> _Selected excerpt_:
Nobody really needs hsl in the console.

[citation needed]

Ok.

# Find direct dependents
❯ npx npm-dependants chalk | tee list | wc -l
    7171

# Download their tarballs (stopped after the first 3500 packages)for dep in $(cat list); do wget $(npm view $dep dist.tarball) & done

# Extract while keeping them in named folders (some were still clobbered, sorry)for t in *.tgz ; do
     bn=$(basename "$t" .tgz)
     mkdir -p "$bn"
     tar xfz "$t" -C "$bn"
  done
 rg chalk.red --count --glob '*.js' | wc -l
    2447 # files, not packages

 rg chalk.bold --count --glob '*.js' | wc -l
    1117

 rg chalk.keyword --count --glob '*.js' | wc -l
      47

 rg chalk.rgb --count --glob '*.js' | wc -l
      25

 rg chalk.hsl --glob '*.js'
debug-utils-1.0.0-alpha.33/package/index.js
46:  comment: chalk.hsl(30, 20, 50),

done-rainbow-0.1.2/package/index.js
20:                chars.push(chalk.hsl(hue, 100, 50)(c));

lumberjack-1.1.2/package/index.js
323:					message = chalk.hsl(match[1], match[2], match[3])(message)

> _Goal_:
Resume the chalk usage survey above, picking up right after its last line of search output.

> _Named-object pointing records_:
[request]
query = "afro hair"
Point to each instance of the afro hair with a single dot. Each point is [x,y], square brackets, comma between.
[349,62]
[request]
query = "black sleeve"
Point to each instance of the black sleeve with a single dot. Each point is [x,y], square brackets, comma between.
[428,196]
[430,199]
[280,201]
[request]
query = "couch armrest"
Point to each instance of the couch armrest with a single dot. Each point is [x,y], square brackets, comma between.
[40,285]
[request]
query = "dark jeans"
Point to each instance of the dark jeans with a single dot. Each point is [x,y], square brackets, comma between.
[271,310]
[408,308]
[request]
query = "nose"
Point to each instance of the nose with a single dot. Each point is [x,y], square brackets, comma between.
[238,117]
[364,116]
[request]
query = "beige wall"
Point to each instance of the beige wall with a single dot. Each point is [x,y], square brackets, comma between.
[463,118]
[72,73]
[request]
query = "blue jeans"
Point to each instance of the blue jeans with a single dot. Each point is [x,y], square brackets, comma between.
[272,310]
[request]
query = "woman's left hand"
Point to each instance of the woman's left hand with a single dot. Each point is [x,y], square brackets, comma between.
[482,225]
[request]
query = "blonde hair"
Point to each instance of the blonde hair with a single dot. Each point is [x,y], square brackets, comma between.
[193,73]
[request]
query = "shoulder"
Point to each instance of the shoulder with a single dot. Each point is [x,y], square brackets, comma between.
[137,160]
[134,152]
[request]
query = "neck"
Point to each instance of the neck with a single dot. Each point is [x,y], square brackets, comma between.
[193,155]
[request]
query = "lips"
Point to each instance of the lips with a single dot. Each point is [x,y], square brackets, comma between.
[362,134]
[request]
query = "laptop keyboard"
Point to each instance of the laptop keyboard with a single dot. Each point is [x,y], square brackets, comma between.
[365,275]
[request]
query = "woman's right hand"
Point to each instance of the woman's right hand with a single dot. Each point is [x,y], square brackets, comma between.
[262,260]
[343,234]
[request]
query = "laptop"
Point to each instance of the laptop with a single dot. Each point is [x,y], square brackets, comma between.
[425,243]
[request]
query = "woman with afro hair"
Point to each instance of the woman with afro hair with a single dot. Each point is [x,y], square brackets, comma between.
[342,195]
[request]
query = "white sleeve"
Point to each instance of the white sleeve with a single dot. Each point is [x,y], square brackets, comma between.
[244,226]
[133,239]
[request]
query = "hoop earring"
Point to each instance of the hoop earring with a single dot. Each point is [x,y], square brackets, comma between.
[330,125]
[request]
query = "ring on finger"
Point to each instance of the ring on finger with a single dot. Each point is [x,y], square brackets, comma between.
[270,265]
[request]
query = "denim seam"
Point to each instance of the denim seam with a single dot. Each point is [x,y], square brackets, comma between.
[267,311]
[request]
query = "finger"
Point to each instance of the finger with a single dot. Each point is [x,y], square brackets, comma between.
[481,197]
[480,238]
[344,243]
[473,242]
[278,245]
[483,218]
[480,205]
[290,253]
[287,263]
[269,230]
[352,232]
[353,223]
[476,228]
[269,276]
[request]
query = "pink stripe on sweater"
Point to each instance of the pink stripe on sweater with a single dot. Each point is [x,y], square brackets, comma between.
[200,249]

> _Result_:
cli-style-0.1.1/package/dist/index.js
23: * hsl - Example: chalk.hsl(32, 100, 50).bold('Orange!')

debug-utils-5.0.0/package/index.js
72:  comment: chalk.hsl(30, 20, 50),

Of these 5, literally one example needs hsl and it's just a "fun" package.

Let me know if you want me to run any other commands on these 3500 packages before I delete them.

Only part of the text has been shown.